• TASK DIRECTIONS: Could you update the rows below, beginning at the very first line and stopping after the line that contains "48 114 L 48", so that "quickstart" reads "tutorial" and everything else stays the same? Leave the pictures out of your copy.

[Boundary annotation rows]
========

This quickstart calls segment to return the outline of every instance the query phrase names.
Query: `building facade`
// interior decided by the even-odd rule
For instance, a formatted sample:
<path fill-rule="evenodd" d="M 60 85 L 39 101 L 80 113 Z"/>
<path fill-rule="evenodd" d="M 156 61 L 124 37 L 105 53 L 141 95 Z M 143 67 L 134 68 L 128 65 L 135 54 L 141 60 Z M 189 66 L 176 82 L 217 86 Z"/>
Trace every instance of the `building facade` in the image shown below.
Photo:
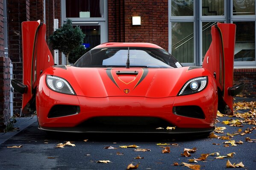
<path fill-rule="evenodd" d="M 233 23 L 237 26 L 234 83 L 245 82 L 243 94 L 253 96 L 255 9 L 255 0 L 0 0 L 0 122 L 6 124 L 11 115 L 21 112 L 20 94 L 14 92 L 10 102 L 10 70 L 12 65 L 13 78 L 22 81 L 23 21 L 45 23 L 48 42 L 54 29 L 70 18 L 85 34 L 83 44 L 88 49 L 107 42 L 151 42 L 184 65 L 202 64 L 211 43 L 212 26 Z M 140 23 L 133 23 L 135 17 Z M 56 63 L 65 64 L 60 53 L 52 53 Z"/>

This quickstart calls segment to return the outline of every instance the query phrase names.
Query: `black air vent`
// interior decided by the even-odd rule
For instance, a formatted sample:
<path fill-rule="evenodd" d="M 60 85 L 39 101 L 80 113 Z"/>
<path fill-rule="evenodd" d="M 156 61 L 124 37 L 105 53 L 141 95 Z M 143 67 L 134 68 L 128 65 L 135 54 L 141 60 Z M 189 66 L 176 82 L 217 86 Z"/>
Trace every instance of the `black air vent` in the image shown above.
<path fill-rule="evenodd" d="M 202 119 L 205 118 L 202 109 L 197 106 L 174 107 L 173 112 L 179 116 Z"/>
<path fill-rule="evenodd" d="M 48 114 L 48 118 L 65 116 L 79 113 L 80 107 L 72 105 L 58 105 L 52 108 Z"/>

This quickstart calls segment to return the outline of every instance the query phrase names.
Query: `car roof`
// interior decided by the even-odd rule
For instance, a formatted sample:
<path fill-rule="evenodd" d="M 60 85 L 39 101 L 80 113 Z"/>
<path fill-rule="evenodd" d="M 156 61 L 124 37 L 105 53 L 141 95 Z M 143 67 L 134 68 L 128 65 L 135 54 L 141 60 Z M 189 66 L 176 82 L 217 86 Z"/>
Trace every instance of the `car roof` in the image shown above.
<path fill-rule="evenodd" d="M 99 45 L 94 48 L 107 48 L 109 47 L 147 47 L 162 48 L 159 46 L 151 43 L 147 42 L 106 42 Z"/>

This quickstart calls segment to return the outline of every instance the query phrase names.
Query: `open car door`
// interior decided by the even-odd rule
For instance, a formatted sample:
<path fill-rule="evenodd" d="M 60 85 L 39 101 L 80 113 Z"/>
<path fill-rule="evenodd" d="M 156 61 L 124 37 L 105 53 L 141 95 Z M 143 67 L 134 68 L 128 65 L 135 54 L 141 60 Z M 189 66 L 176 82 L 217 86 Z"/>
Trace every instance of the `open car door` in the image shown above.
<path fill-rule="evenodd" d="M 22 83 L 13 79 L 12 85 L 23 94 L 22 112 L 27 113 L 35 110 L 35 90 L 40 74 L 54 63 L 45 41 L 45 25 L 38 20 L 24 22 L 21 26 L 23 81 Z"/>
<path fill-rule="evenodd" d="M 218 23 L 212 27 L 212 41 L 203 67 L 214 76 L 218 87 L 218 110 L 233 114 L 233 96 L 242 90 L 244 83 L 233 86 L 235 25 Z"/>

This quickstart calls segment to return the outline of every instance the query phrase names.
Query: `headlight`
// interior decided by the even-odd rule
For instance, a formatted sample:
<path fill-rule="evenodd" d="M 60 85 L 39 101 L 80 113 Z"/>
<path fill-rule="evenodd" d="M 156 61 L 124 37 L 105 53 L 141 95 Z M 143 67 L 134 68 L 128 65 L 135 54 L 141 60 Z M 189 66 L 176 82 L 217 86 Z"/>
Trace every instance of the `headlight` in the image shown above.
<path fill-rule="evenodd" d="M 46 76 L 46 84 L 48 87 L 53 91 L 64 94 L 76 95 L 71 85 L 62 78 L 48 75 Z"/>
<path fill-rule="evenodd" d="M 206 76 L 191 79 L 183 86 L 179 93 L 179 96 L 199 92 L 205 88 L 207 82 L 207 77 Z"/>

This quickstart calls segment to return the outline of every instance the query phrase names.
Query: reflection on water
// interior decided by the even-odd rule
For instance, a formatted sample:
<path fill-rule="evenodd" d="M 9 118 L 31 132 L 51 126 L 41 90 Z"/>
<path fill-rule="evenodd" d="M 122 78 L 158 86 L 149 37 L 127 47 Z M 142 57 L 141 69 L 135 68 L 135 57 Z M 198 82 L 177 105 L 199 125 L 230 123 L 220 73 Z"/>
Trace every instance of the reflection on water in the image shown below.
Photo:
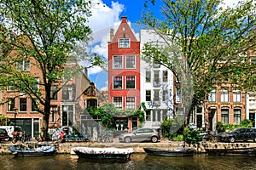
<path fill-rule="evenodd" d="M 212 156 L 197 155 L 189 157 L 153 156 L 133 154 L 131 161 L 90 160 L 76 156 L 56 155 L 46 157 L 17 157 L 10 155 L 0 156 L 1 170 L 69 170 L 69 169 L 106 169 L 106 170 L 248 170 L 255 169 L 254 156 Z"/>

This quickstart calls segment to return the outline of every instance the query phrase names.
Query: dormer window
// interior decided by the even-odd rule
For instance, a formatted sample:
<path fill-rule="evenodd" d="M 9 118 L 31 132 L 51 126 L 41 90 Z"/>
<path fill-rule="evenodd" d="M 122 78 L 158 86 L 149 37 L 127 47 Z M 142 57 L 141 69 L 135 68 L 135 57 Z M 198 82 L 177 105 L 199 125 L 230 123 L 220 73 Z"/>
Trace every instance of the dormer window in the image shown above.
<path fill-rule="evenodd" d="M 129 38 L 119 38 L 119 48 L 130 48 L 130 39 Z"/>
<path fill-rule="evenodd" d="M 22 60 L 18 62 L 18 70 L 21 71 L 30 71 L 30 62 L 29 60 Z"/>

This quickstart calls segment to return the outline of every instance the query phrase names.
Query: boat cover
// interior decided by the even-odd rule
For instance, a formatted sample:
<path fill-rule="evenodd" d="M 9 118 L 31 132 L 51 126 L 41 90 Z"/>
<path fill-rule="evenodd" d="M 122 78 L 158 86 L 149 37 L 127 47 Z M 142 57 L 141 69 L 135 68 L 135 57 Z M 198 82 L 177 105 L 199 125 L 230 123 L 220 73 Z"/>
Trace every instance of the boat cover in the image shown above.
<path fill-rule="evenodd" d="M 134 153 L 132 148 L 88 148 L 75 147 L 71 149 L 73 151 L 79 151 L 84 154 L 108 154 L 108 155 L 126 155 Z"/>

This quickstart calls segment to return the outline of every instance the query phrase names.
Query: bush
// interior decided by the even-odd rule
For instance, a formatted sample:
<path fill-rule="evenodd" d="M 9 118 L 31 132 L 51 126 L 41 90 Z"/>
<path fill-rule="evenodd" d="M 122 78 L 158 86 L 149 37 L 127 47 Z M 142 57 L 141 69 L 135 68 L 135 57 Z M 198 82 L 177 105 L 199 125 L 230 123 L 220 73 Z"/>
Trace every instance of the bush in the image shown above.
<path fill-rule="evenodd" d="M 183 141 L 187 144 L 199 144 L 202 140 L 201 131 L 186 127 L 183 130 Z"/>
<path fill-rule="evenodd" d="M 253 122 L 249 119 L 244 119 L 241 122 L 240 125 L 235 124 L 224 124 L 222 122 L 218 122 L 216 130 L 218 133 L 224 133 L 226 130 L 233 130 L 237 128 L 252 128 Z"/>
<path fill-rule="evenodd" d="M 183 141 L 183 134 L 177 134 L 177 136 L 172 138 L 172 141 Z"/>

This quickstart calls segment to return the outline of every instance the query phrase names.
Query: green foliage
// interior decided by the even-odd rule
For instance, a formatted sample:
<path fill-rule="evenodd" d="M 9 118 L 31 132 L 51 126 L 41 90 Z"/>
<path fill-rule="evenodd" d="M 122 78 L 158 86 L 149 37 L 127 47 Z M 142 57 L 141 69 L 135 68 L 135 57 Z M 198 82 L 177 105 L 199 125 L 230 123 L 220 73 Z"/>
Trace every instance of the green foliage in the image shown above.
<path fill-rule="evenodd" d="M 175 137 L 172 138 L 172 141 L 183 141 L 183 134 L 177 134 Z"/>
<path fill-rule="evenodd" d="M 201 131 L 186 127 L 183 130 L 183 141 L 187 144 L 199 144 L 202 140 Z"/>
<path fill-rule="evenodd" d="M 105 103 L 98 108 L 88 107 L 84 110 L 84 114 L 89 113 L 91 116 L 100 116 L 104 128 L 112 128 L 114 122 L 114 116 L 125 115 L 127 116 L 137 116 L 140 124 L 144 121 L 144 111 L 141 110 L 117 110 L 113 103 Z"/>
<path fill-rule="evenodd" d="M 171 136 L 171 128 L 173 125 L 173 119 L 166 119 L 161 122 L 160 128 L 162 129 L 163 137 L 170 137 Z"/>
<path fill-rule="evenodd" d="M 241 122 L 240 125 L 235 124 L 224 124 L 222 122 L 218 122 L 216 130 L 218 133 L 224 133 L 227 130 L 233 130 L 238 128 L 252 128 L 253 122 L 249 119 L 244 119 Z"/>
<path fill-rule="evenodd" d="M 253 122 L 249 119 L 244 119 L 240 123 L 241 128 L 253 128 Z"/>
<path fill-rule="evenodd" d="M 154 30 L 166 46 L 150 42 L 143 48 L 143 56 L 170 69 L 181 82 L 185 109 L 192 103 L 185 111 L 185 123 L 212 87 L 229 79 L 230 88 L 255 88 L 250 71 L 256 65 L 244 62 L 248 60 L 247 50 L 256 47 L 253 0 L 225 9 L 219 8 L 223 0 L 163 2 L 160 20 L 149 11 L 143 14 L 142 22 Z"/>
<path fill-rule="evenodd" d="M 78 46 L 85 47 L 91 33 L 87 24 L 90 2 L 2 0 L 0 15 L 3 26 L 0 31 L 0 48 L 3 49 L 0 53 L 0 88 L 12 86 L 31 99 L 37 99 L 40 105 L 38 111 L 44 115 L 44 140 L 48 136 L 51 86 L 60 84 L 61 77 L 66 78 L 61 82 L 65 84 L 83 69 L 78 65 L 70 69 L 66 65 L 70 61 L 78 63 L 81 58 L 91 65 L 102 64 L 101 57 L 93 55 L 94 60 L 90 60 L 90 55 L 77 51 Z M 79 45 L 81 42 L 84 44 Z M 13 49 L 16 49 L 15 53 L 11 53 Z M 20 71 L 19 66 L 25 61 L 31 61 L 29 65 L 35 67 L 36 74 Z M 34 88 L 38 85 L 43 93 Z M 56 88 L 55 93 L 62 87 Z"/>
<path fill-rule="evenodd" d="M 117 113 L 117 110 L 112 103 L 105 103 L 98 108 L 86 108 L 85 112 L 88 112 L 91 116 L 99 116 L 102 125 L 106 128 L 112 128 L 113 123 L 113 116 Z"/>

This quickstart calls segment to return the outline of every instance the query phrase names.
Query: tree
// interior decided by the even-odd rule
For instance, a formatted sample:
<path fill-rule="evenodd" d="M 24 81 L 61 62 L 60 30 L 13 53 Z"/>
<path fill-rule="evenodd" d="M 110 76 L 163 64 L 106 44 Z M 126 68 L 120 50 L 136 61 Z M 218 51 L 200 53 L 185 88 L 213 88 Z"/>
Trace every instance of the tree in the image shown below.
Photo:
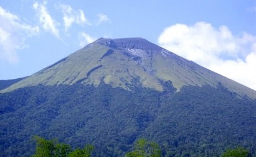
<path fill-rule="evenodd" d="M 222 157 L 247 157 L 249 151 L 241 147 L 238 147 L 234 150 L 227 150 L 221 156 Z"/>
<path fill-rule="evenodd" d="M 158 144 L 145 139 L 139 139 L 135 144 L 134 151 L 125 155 L 125 157 L 159 156 L 161 156 L 161 150 Z"/>
<path fill-rule="evenodd" d="M 90 157 L 94 148 L 86 145 L 83 149 L 77 148 L 72 151 L 70 146 L 59 143 L 57 140 L 47 140 L 35 136 L 36 141 L 36 153 L 32 157 Z"/>
<path fill-rule="evenodd" d="M 35 136 L 34 139 L 36 141 L 36 148 L 33 157 L 54 156 L 55 140 L 47 140 L 37 136 Z"/>

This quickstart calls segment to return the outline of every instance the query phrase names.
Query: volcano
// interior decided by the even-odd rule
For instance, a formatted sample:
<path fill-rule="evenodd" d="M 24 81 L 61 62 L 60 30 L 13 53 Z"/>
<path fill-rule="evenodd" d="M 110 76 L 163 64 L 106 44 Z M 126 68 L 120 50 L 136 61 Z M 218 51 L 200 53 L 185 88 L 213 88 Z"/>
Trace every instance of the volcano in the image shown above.
<path fill-rule="evenodd" d="M 163 156 L 255 154 L 256 91 L 141 38 L 99 38 L 1 92 L 1 156 L 31 155 L 35 135 L 93 156 L 141 137 Z"/>

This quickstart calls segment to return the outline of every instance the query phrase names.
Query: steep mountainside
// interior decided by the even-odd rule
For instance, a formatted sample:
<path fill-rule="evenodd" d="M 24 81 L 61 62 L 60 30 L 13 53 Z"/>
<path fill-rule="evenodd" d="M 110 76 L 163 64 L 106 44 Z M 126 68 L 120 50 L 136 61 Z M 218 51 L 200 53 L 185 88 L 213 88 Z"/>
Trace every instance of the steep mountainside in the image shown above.
<path fill-rule="evenodd" d="M 1 81 L 0 81 L 1 83 Z M 162 156 L 256 156 L 256 92 L 140 38 L 100 38 L 2 90 L 0 156 L 29 156 L 34 135 L 93 156 L 145 138 Z"/>
<path fill-rule="evenodd" d="M 179 90 L 184 85 L 216 87 L 220 83 L 230 91 L 256 98 L 255 91 L 140 38 L 100 38 L 4 92 L 39 84 L 102 82 L 129 89 L 135 80 L 159 91 L 167 81 Z"/>
<path fill-rule="evenodd" d="M 26 77 L 14 79 L 0 80 L 0 90 L 7 88 L 7 87 L 11 86 L 14 83 L 16 83 L 25 78 Z"/>

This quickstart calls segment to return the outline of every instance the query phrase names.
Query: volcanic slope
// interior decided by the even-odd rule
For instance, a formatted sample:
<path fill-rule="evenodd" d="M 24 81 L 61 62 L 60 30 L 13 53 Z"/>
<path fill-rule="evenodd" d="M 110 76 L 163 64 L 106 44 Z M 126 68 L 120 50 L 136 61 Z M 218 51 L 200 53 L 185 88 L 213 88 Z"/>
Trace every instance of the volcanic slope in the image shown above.
<path fill-rule="evenodd" d="M 255 91 L 143 38 L 100 38 L 12 83 L 0 94 L 0 156 L 31 156 L 35 135 L 98 157 L 141 138 L 164 157 L 238 146 L 256 156 Z"/>
<path fill-rule="evenodd" d="M 100 38 L 3 92 L 39 84 L 97 86 L 102 82 L 128 90 L 136 82 L 163 91 L 162 83 L 168 81 L 178 91 L 185 85 L 220 83 L 231 92 L 256 98 L 255 91 L 141 38 Z"/>

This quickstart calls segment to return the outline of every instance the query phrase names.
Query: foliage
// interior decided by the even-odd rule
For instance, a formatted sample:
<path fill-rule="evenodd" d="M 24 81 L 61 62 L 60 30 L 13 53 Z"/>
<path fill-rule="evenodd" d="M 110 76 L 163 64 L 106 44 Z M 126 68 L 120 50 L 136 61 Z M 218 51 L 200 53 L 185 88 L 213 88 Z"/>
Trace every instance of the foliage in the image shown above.
<path fill-rule="evenodd" d="M 139 139 L 135 144 L 134 150 L 125 155 L 125 157 L 160 156 L 161 150 L 158 144 L 145 139 Z"/>
<path fill-rule="evenodd" d="M 72 151 L 70 146 L 57 143 L 56 140 L 47 140 L 38 136 L 36 140 L 36 153 L 32 157 L 90 157 L 94 149 L 91 145 L 86 145 L 83 149 Z"/>
<path fill-rule="evenodd" d="M 31 135 L 72 148 L 87 141 L 93 156 L 124 156 L 141 137 L 159 143 L 164 157 L 220 156 L 237 145 L 256 155 L 256 101 L 221 86 L 176 91 L 164 83 L 163 92 L 74 84 L 2 93 L 0 156 L 34 154 Z"/>
<path fill-rule="evenodd" d="M 221 156 L 222 157 L 247 157 L 249 151 L 241 147 L 238 147 L 234 150 L 227 150 Z"/>

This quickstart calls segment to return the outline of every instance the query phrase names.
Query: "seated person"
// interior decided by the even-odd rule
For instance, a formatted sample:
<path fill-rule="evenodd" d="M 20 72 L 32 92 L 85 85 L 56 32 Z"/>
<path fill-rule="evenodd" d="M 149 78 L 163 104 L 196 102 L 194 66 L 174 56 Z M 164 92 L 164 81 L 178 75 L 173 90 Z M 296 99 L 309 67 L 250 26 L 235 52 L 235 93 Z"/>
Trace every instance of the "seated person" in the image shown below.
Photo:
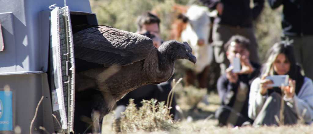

========

• THE SOLUTION:
This tutorial calls segment to return the outline of every instance the query phrase names.
Query: `building facade`
// interior decided by the even-odd rule
For instance, a formatted sample:
<path fill-rule="evenodd" d="M 60 85 L 39 101 L 80 113 Z"/>
<path fill-rule="evenodd" d="M 156 61 L 124 37 L 105 53 L 141 95 Z M 143 67 L 134 68 L 128 65 L 135 54 L 141 60 Z M 189 66 L 176 82 L 217 86 Z"/>
Trace every instance of the `building facade` in the image shown below.
Photo:
<path fill-rule="evenodd" d="M 233 23 L 237 26 L 234 83 L 245 82 L 243 94 L 253 96 L 255 9 L 255 0 L 0 0 L 0 122 L 6 124 L 11 115 L 21 112 L 20 94 L 14 92 L 10 102 L 10 70 L 12 65 L 13 78 L 22 81 L 23 21 L 45 23 L 48 42 L 54 29 L 70 18 L 85 34 L 83 44 L 88 49 L 107 42 L 151 42 L 184 65 L 202 64 L 211 43 L 212 26 Z M 140 23 L 133 23 L 135 17 Z M 56 63 L 65 64 L 60 53 L 52 53 Z"/>

This tutorial calls segment to return the outline of every instance the query phrase names.
Query: `black air vent`
// interior decided by the even-odd rule
For instance, a formatted sample:
<path fill-rule="evenodd" d="M 60 85 L 39 101 L 80 113 Z"/>
<path fill-rule="evenodd" d="M 156 61 L 124 37 L 105 53 L 141 95 Z M 143 67 L 134 68 L 128 65 L 135 54 L 141 60 Z M 189 66 L 176 82 L 217 86 Z"/>
Trace every instance of the `black air vent` in the image shown above.
<path fill-rule="evenodd" d="M 202 119 L 205 118 L 202 109 L 197 106 L 174 107 L 173 112 L 179 116 Z"/>
<path fill-rule="evenodd" d="M 48 114 L 48 118 L 65 116 L 79 113 L 80 107 L 72 105 L 58 105 L 52 108 Z"/>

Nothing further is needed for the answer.